### What the task requires
Report every line of the data below that contains the word "door", copying each line in full.

━━━━━━

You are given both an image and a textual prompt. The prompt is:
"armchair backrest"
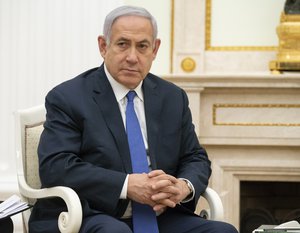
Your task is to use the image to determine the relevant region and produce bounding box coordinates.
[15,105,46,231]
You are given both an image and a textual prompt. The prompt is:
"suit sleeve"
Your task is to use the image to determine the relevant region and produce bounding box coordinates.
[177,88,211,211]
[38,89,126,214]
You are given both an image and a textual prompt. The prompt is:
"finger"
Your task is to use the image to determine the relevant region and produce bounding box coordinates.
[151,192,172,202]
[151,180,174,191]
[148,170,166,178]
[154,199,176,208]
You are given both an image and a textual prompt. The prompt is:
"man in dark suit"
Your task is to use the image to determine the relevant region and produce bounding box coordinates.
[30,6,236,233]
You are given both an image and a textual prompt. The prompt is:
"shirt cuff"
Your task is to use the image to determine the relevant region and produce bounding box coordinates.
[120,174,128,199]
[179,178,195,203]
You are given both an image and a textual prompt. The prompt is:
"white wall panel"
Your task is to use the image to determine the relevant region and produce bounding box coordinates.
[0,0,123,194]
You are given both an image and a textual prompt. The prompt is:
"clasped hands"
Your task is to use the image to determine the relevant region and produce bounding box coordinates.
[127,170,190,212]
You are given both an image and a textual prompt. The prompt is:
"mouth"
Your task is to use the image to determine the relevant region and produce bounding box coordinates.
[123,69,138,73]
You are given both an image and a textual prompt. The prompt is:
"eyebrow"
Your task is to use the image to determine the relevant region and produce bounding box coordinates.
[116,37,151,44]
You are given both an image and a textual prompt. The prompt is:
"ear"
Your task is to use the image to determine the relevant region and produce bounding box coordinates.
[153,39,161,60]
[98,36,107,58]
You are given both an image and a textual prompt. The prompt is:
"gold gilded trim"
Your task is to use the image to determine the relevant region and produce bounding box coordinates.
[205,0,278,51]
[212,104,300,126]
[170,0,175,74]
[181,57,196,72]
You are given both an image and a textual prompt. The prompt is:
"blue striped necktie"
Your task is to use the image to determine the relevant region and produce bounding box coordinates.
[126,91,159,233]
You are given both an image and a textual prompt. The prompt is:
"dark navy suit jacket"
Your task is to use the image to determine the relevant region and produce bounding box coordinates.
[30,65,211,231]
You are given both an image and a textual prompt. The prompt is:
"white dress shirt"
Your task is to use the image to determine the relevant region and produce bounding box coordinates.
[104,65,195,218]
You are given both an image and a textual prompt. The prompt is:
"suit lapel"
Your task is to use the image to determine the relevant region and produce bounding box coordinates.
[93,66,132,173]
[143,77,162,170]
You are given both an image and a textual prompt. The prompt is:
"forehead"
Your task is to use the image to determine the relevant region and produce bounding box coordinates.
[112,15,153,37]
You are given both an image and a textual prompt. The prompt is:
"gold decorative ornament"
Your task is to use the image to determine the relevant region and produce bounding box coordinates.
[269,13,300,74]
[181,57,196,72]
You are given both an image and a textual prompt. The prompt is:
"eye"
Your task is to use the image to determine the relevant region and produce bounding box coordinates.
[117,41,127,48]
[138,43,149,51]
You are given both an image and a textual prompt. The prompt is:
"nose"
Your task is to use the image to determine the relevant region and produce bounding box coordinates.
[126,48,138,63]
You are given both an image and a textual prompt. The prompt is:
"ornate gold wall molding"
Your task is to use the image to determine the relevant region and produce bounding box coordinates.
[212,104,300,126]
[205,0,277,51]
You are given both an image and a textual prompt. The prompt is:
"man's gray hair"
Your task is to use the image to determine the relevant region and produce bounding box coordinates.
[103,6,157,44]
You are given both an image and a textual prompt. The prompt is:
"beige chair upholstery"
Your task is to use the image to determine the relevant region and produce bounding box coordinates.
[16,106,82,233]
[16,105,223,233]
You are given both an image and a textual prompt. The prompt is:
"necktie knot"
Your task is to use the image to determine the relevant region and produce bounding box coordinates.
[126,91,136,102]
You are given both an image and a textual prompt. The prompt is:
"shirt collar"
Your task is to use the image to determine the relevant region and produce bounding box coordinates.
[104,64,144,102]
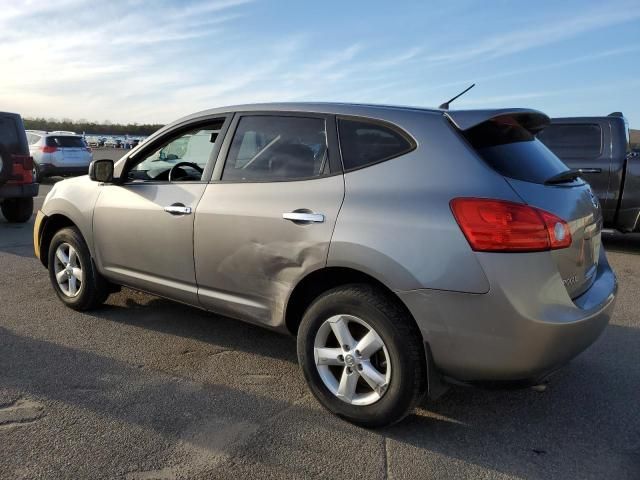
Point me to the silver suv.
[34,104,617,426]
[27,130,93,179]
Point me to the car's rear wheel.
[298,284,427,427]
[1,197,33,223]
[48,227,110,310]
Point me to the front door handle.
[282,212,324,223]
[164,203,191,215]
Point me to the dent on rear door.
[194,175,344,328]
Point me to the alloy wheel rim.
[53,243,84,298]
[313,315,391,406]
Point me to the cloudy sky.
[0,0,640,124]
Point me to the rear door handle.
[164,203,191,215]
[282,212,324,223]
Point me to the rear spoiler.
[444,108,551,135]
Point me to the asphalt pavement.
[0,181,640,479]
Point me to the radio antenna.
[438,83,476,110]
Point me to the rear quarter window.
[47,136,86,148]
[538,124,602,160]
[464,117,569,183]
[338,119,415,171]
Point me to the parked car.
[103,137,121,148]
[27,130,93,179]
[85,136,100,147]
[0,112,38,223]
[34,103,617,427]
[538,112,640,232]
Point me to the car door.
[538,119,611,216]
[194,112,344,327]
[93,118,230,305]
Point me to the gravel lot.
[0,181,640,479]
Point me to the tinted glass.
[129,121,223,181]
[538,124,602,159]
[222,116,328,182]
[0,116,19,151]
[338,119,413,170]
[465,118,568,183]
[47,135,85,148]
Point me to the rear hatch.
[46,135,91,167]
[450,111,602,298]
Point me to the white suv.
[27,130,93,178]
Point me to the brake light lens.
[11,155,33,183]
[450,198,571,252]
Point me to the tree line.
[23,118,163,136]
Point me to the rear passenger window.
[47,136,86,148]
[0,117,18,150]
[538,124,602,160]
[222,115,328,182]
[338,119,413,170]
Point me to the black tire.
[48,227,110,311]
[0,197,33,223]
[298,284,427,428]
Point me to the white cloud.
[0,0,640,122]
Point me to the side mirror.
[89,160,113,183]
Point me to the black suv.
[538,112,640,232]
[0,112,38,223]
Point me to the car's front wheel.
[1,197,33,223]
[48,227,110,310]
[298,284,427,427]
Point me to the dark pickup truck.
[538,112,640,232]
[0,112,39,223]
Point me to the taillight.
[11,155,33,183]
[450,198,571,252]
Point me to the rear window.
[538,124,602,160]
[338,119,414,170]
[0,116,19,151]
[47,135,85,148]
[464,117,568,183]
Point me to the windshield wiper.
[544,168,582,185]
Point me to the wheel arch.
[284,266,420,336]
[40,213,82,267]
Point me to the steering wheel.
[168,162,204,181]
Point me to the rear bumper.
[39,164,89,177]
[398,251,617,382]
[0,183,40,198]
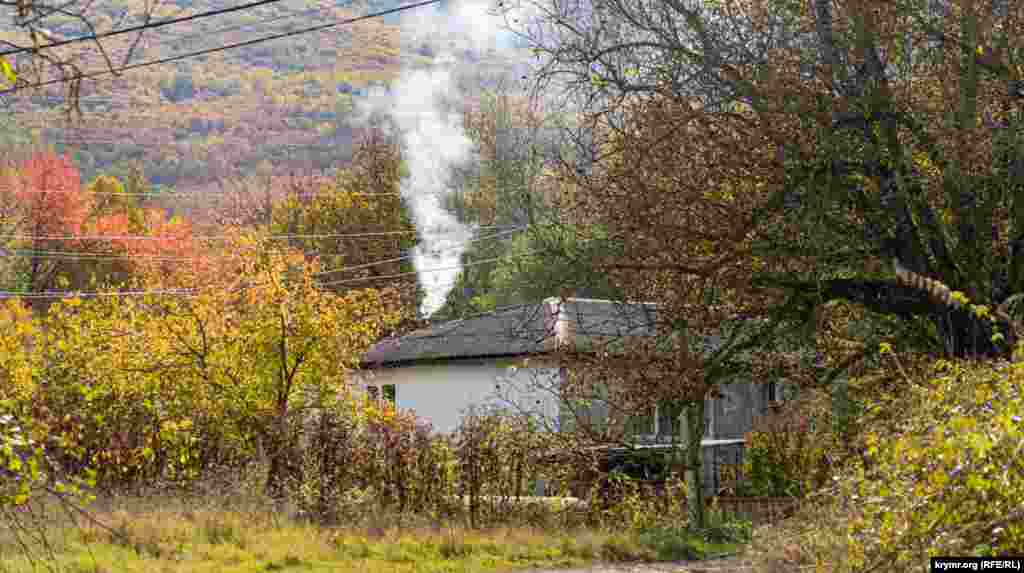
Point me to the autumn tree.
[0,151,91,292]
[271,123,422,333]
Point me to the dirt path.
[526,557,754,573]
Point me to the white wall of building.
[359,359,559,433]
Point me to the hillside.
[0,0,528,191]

━━━━━━

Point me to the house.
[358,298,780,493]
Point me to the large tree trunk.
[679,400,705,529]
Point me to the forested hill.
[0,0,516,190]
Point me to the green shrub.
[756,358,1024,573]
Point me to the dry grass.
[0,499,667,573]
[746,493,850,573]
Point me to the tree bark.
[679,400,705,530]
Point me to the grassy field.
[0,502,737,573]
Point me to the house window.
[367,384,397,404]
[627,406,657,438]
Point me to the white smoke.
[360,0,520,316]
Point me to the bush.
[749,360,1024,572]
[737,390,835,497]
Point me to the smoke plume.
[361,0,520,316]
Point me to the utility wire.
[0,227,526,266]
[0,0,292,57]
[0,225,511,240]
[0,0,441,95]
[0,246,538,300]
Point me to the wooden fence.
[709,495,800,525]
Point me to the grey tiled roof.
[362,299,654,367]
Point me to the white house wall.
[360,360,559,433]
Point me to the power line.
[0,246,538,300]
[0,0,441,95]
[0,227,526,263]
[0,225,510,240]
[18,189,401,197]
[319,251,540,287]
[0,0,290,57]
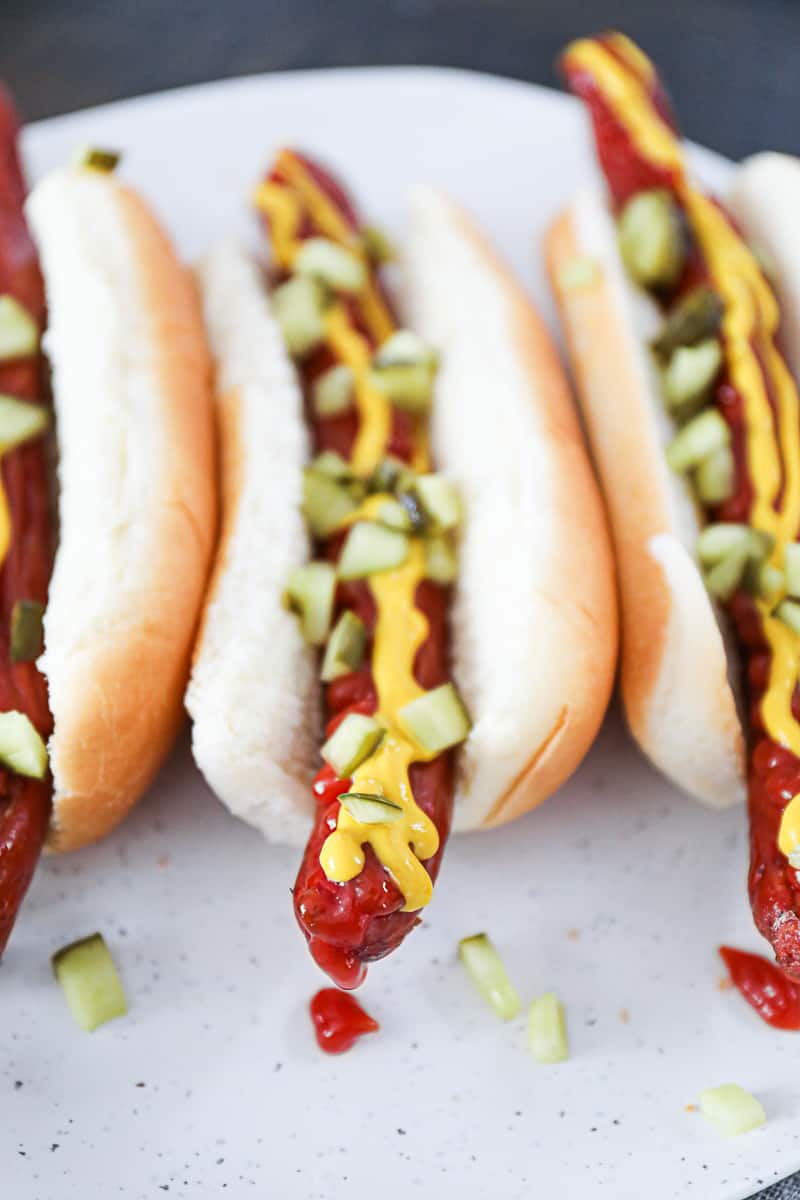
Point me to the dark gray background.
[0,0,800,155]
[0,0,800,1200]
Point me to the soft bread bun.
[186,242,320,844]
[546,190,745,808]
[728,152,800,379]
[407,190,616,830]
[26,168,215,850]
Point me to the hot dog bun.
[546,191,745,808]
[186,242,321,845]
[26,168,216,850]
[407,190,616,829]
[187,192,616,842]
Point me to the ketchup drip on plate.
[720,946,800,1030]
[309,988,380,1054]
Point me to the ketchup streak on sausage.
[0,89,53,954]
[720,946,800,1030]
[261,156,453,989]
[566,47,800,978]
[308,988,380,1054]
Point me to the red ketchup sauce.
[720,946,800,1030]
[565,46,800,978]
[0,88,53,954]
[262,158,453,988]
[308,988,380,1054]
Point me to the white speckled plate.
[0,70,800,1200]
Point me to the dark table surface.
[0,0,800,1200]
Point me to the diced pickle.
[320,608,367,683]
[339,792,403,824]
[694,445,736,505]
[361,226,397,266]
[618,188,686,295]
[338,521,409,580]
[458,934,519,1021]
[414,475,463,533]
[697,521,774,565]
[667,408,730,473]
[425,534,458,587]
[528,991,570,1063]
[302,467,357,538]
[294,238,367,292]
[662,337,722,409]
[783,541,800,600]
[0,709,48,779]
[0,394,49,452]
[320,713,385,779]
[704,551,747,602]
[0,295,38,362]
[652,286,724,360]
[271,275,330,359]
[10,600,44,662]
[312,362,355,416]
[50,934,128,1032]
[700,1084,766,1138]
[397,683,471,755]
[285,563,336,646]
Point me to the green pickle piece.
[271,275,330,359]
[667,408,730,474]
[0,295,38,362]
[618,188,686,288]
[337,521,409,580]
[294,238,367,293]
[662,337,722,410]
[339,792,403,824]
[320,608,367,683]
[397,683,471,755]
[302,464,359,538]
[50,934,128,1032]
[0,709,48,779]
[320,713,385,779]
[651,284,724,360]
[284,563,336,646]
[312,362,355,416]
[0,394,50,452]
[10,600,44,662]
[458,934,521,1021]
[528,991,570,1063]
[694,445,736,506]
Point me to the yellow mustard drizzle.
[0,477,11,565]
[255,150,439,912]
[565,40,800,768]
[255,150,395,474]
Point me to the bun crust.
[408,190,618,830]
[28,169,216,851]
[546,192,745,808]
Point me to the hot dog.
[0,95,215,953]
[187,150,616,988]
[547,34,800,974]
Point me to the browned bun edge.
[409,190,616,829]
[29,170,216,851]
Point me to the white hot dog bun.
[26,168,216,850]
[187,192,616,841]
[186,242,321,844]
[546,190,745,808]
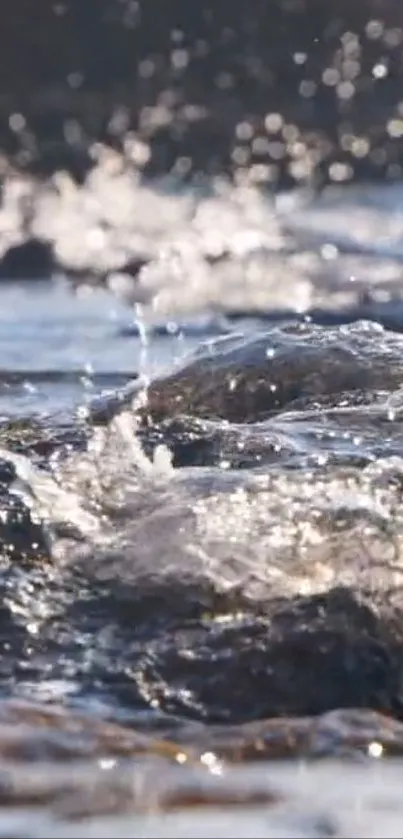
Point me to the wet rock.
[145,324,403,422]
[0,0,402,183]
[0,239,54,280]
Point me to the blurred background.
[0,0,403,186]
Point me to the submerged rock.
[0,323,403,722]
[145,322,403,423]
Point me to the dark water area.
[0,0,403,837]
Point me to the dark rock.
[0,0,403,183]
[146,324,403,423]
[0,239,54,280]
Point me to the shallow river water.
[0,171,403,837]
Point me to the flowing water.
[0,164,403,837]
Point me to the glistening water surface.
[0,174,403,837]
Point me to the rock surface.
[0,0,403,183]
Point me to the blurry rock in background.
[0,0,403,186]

━━━━━━

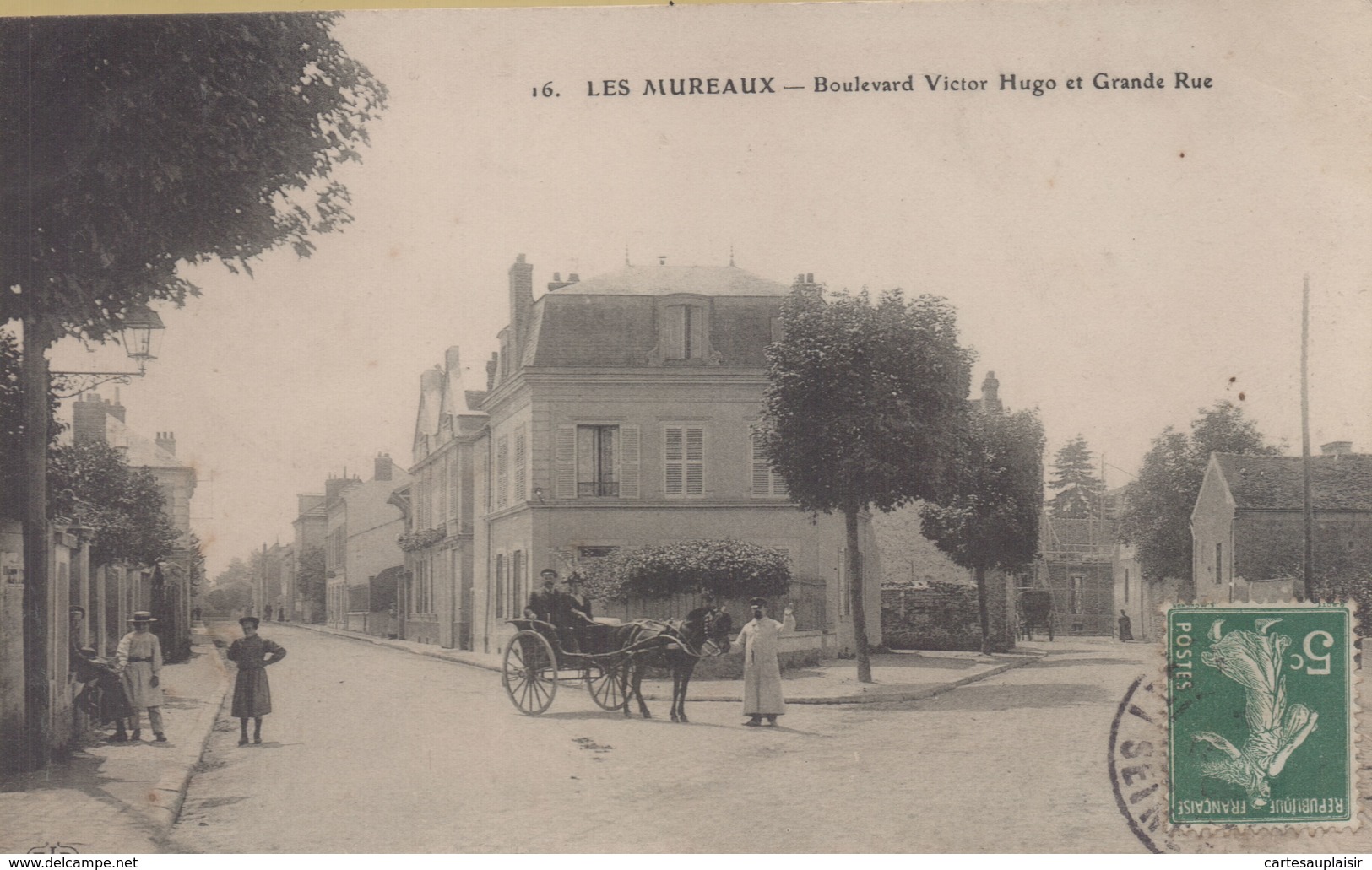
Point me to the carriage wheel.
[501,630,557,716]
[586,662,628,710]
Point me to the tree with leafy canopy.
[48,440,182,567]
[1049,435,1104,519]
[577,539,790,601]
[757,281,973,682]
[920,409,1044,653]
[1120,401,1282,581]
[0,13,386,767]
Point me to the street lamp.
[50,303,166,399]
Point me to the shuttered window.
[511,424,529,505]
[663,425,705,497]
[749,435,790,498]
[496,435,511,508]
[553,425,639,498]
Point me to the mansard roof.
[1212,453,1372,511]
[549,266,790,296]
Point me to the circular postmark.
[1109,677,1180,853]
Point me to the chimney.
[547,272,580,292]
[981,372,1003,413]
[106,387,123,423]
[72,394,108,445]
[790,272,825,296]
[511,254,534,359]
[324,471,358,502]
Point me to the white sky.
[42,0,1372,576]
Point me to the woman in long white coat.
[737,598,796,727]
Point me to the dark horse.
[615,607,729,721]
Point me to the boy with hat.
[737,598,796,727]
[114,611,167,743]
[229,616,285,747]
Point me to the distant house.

━━━━━━

### The response
Point me to the front door handle.
Point me to the dent on rear door.
Point me to the rear door handle.
Point me to the car door.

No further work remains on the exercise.